TASK: Rewrite the records from the line with "target | fluffy golden fur" up to and including the line with "(168, 1245)", keeping the requests unchanged and adding 67 to every number in the point coordinates.

GIVEN INFORMATION:
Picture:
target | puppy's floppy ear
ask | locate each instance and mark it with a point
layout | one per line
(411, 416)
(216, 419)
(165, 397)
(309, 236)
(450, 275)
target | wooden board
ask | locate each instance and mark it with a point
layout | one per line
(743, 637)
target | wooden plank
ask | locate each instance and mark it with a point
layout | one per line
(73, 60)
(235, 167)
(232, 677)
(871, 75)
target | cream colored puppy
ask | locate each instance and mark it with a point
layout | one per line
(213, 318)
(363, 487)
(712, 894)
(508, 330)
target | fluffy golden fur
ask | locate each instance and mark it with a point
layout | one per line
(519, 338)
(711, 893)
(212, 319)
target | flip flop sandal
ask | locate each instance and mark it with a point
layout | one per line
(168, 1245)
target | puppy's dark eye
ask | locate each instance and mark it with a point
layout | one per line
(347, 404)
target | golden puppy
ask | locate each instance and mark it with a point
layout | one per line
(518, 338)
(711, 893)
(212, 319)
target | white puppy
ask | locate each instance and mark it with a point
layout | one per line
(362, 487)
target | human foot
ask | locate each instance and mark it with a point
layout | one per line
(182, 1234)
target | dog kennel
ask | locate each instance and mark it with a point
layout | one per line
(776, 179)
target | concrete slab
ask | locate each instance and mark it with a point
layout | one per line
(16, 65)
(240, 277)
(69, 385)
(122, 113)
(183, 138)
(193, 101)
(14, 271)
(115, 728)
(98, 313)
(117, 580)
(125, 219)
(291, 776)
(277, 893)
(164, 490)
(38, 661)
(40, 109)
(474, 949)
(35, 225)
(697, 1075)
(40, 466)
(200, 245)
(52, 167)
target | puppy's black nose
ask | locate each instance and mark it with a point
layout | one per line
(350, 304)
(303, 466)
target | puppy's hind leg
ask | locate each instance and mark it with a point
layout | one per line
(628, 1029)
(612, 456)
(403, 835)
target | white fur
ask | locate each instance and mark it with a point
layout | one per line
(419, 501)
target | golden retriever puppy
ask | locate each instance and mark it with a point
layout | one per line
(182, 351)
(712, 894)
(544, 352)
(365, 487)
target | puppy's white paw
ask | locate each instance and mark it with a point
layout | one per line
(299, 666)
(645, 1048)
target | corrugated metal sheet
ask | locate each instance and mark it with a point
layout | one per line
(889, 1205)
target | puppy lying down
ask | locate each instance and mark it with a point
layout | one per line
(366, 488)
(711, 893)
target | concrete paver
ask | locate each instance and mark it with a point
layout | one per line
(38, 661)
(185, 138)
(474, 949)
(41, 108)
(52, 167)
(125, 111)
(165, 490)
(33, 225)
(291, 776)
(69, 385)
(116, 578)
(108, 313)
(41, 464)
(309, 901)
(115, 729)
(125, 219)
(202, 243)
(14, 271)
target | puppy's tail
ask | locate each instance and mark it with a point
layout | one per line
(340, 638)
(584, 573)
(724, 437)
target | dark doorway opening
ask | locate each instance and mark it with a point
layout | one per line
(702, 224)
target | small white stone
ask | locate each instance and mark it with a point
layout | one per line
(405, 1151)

ANSWER TO THIS EXERCISE:
target | fluffy golden fur
ask | locate each instance and mark it with a point
layout | one per line
(586, 405)
(778, 960)
(279, 386)
target | flip flop sandal
ask | locate each instance and mark it with a point
layout | one per line
(235, 1312)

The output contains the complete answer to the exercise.